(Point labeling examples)
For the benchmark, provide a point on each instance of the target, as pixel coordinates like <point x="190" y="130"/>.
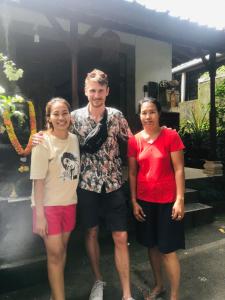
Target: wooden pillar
<point x="183" y="86"/>
<point x="74" y="68"/>
<point x="212" y="114"/>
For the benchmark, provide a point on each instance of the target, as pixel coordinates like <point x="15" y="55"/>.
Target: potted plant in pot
<point x="17" y="124"/>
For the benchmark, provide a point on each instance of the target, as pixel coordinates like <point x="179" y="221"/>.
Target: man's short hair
<point x="97" y="76"/>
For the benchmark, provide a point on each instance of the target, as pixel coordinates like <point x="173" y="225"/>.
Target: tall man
<point x="100" y="192"/>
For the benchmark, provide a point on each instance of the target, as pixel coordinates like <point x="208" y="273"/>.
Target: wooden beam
<point x="212" y="114"/>
<point x="55" y="24"/>
<point x="74" y="68"/>
<point x="91" y="31"/>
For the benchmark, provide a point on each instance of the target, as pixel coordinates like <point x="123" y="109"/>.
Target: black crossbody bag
<point x="96" y="137"/>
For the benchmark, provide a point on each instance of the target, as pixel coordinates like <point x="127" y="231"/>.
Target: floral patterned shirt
<point x="105" y="165"/>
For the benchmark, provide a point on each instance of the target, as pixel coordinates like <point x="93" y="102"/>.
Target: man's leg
<point x="122" y="261"/>
<point x="93" y="250"/>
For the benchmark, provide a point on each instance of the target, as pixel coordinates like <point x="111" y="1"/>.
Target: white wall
<point x="153" y="59"/>
<point x="153" y="62"/>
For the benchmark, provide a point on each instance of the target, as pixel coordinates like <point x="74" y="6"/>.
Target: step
<point x="191" y="195"/>
<point x="197" y="214"/>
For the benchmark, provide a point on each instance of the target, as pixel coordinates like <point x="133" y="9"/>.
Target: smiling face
<point x="149" y="115"/>
<point x="96" y="94"/>
<point x="59" y="117"/>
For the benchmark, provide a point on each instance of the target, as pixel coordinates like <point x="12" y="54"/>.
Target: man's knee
<point x="92" y="233"/>
<point x="56" y="256"/>
<point x="120" y="238"/>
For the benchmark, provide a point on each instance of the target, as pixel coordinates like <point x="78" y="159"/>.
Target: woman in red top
<point x="156" y="175"/>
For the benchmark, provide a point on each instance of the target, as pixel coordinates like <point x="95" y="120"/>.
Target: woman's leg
<point x="56" y="247"/>
<point x="155" y="259"/>
<point x="172" y="267"/>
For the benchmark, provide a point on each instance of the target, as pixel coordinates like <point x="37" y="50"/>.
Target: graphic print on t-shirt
<point x="70" y="166"/>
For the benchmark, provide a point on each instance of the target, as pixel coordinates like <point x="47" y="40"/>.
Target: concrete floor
<point x="202" y="264"/>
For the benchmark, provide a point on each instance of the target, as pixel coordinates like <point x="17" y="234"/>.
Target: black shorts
<point x="159" y="230"/>
<point x="111" y="208"/>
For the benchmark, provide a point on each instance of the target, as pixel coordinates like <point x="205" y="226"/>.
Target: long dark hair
<point x="149" y="100"/>
<point x="48" y="109"/>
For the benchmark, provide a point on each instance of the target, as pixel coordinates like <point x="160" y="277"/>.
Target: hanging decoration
<point x="11" y="132"/>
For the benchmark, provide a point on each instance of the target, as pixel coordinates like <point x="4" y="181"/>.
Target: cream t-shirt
<point x="58" y="162"/>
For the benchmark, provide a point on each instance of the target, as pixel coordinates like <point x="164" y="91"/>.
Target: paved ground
<point x="203" y="269"/>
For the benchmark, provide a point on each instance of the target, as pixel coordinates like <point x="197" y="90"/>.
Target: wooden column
<point x="74" y="68"/>
<point x="212" y="114"/>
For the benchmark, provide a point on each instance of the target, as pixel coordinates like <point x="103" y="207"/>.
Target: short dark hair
<point x="149" y="100"/>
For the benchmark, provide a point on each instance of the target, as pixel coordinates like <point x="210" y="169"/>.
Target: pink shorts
<point x="60" y="219"/>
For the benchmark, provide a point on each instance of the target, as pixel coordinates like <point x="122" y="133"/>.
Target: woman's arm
<point x="177" y="158"/>
<point x="137" y="210"/>
<point x="41" y="223"/>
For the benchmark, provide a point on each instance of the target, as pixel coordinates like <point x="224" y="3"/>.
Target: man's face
<point x="96" y="94"/>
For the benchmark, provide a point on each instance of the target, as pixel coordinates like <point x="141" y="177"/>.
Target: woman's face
<point x="149" y="115"/>
<point x="60" y="116"/>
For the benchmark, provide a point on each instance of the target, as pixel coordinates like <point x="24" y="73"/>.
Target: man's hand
<point x="37" y="138"/>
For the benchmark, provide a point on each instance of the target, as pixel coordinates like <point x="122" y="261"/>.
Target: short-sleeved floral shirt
<point x="105" y="165"/>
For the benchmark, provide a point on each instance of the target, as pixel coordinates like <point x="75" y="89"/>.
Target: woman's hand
<point x="178" y="210"/>
<point x="41" y="226"/>
<point x="138" y="212"/>
<point x="37" y="138"/>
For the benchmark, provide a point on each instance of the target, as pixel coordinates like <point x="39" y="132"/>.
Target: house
<point x="57" y="43"/>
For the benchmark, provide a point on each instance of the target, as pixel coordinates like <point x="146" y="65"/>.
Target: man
<point x="100" y="192"/>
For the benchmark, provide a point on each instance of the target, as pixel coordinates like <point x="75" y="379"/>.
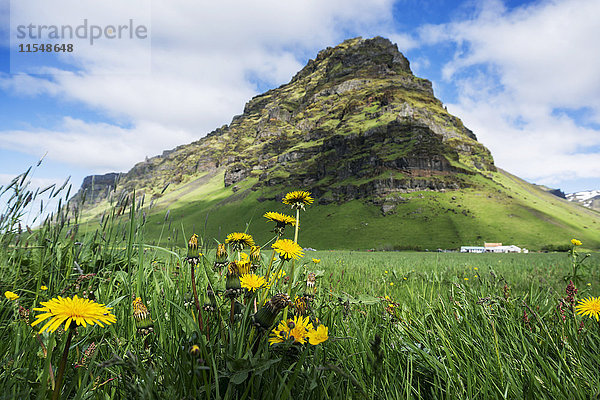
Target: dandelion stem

§ **Direction**: Pictures appear in the records above. Output everything except them, exactly.

§ **Solution to this exercise**:
For the benchmark, provide a point on each instance of the target, as pixel coordinates like <point x="190" y="130"/>.
Target: wooden pillar
<point x="183" y="86"/>
<point x="74" y="68"/>
<point x="212" y="114"/>
For the benchmark, provide a point on each instance of the target, as pixel coordinates like <point x="15" y="55"/>.
Target: potted plant in pot
<point x="17" y="124"/>
For the benchmark, provide a point on each instance of the target, as pixel coordinates like <point x="179" y="221"/>.
Target: man's short hair
<point x="97" y="76"/>
For the benchmark, provide a point on each instance of the target, as pixel coordinates like <point x="173" y="225"/>.
Target: tall man
<point x="100" y="192"/>
For the benchmark, provide a point on each instance of the target, as pixel coordinates like <point x="208" y="273"/>.
Target: wooden beam
<point x="212" y="114"/>
<point x="55" y="24"/>
<point x="74" y="68"/>
<point x="91" y="31"/>
For the benchmark, provide a point on each instance of the target, as pixel coordinates like <point x="123" y="109"/>.
Target: black crossbody bag
<point x="96" y="137"/>
For the benchmark, provide a point on each instance of the target, as pixel coordinates like <point x="127" y="231"/>.
Target: floral patterned shirt
<point x="105" y="165"/>
For the benchmark, provide a point on each instance of the target, as pixel coordinates like <point x="93" y="102"/>.
Target: man's leg
<point x="122" y="261"/>
<point x="93" y="250"/>
For the benchmark, provide a point on each instance of the target, as pixel coordinates like <point x="111" y="1"/>.
Target: white wall
<point x="153" y="59"/>
<point x="153" y="62"/>
For the benchmark, provide a point on each instance of the target, as pixel coordinates like <point x="74" y="6"/>.
Target: step
<point x="191" y="195"/>
<point x="197" y="214"/>
For the benchmark, provide a point on each instance of the target, as pixel coordinates like <point x="133" y="9"/>.
Target: smiling face
<point x="149" y="115"/>
<point x="96" y="94"/>
<point x="59" y="117"/>
For the benchmark, provide a point on each instance of the target, as pixel coordinates like <point x="12" y="54"/>.
Target: man's knee
<point x="92" y="233"/>
<point x="56" y="256"/>
<point x="120" y="238"/>
For the benchmark, provide a point on each instance of the target, as pixel coordinates like <point x="78" y="159"/>.
Target: woman in red top
<point x="156" y="175"/>
For the benchmark, provide a point on each instance of the target, as pixel coordinates like <point x="95" y="120"/>.
Target: woman's leg
<point x="56" y="247"/>
<point x="155" y="259"/>
<point x="172" y="267"/>
For the benchmark, provide a point on each instance of the target, as pixel coordinates like <point x="37" y="50"/>.
Target: graphic print on t-shirt
<point x="70" y="166"/>
For the benchmark, provide a point on each instance of the target, as pixel coordinates like <point x="47" y="40"/>.
Target: concrete floor
<point x="202" y="264"/>
For the benchmark, provide a point on each instance of the target, as pixel coordinates like <point x="17" y="234"/>.
Target: black shorts
<point x="159" y="230"/>
<point x="111" y="208"/>
For the benchmark, provide a point on each instance of the target, as pixel coordinates like <point x="205" y="226"/>.
Target: long dark hair
<point x="149" y="100"/>
<point x="48" y="109"/>
For the benchmark, provide a point on each instance of the target, as pixel coordinates like <point x="160" y="277"/>.
Target: hanging decoration
<point x="11" y="132"/>
For the benchmark, provide a point on each instance of the target, as pixel coordinates like <point x="4" y="181"/>.
Target: cream t-shirt
<point x="58" y="162"/>
For the benchmark, provide a point on each instance of the target, as pixel coordinates like <point x="164" y="91"/>.
Target: paved ground
<point x="203" y="269"/>
For the benchmark, provide a point on each instance of the target, as pixel coordinates like <point x="197" y="90"/>.
Target: wooden column
<point x="74" y="68"/>
<point x="212" y="114"/>
For the benchmark, provide a point on each instance of the target, as pixel coordinates like <point x="103" y="207"/>.
Target: short dark hair
<point x="149" y="100"/>
For the benchmark, provide a point on each instance of the target, as pixel coordinates like <point x="210" y="169"/>.
Target: pink shorts
<point x="60" y="219"/>
For the benchmark, provide a point on each instance of the target, as pixel coordinates like <point x="122" y="133"/>.
Target: woman's arm
<point x="177" y="158"/>
<point x="137" y="210"/>
<point x="41" y="223"/>
For the benchmark, provide a point on each instance of the target, as pixel coordinates like <point x="224" y="3"/>.
Target: man's face
<point x="96" y="94"/>
For the benchmark, provide a point on each instance of the target, as pixel coordinates like <point x="141" y="177"/>.
Target: woman's face
<point x="149" y="115"/>
<point x="60" y="116"/>
For the benchmark, provide a point on each instance of the target, as pixel coordinates like <point x="24" y="73"/>.
Target: man's hand
<point x="37" y="138"/>
For the benchmark, provide a point on each instance of the target, as pixel coordinates like <point x="122" y="261"/>.
Target: short-sleeved floral shirt
<point x="105" y="165"/>
For the benchmark, provide a point on each instance of the target, as pixel coordinates like <point x="75" y="89"/>.
Target: woman's hand
<point x="178" y="210"/>
<point x="41" y="226"/>
<point x="138" y="212"/>
<point x="37" y="138"/>
For the benchmark, provide a point on each instance of the target, as pixel coordinates like <point x="39" y="132"/>.
Target: house
<point x="57" y="43"/>
For the benchmark, provide a point on each instance of the target, as pixel coordinates like <point x="146" y="65"/>.
Target: man
<point x="100" y="192"/>
For the benchmark, provide a point on each instance of the target, as pixel coordinates like <point x="75" y="379"/>.
Target: dandelion stem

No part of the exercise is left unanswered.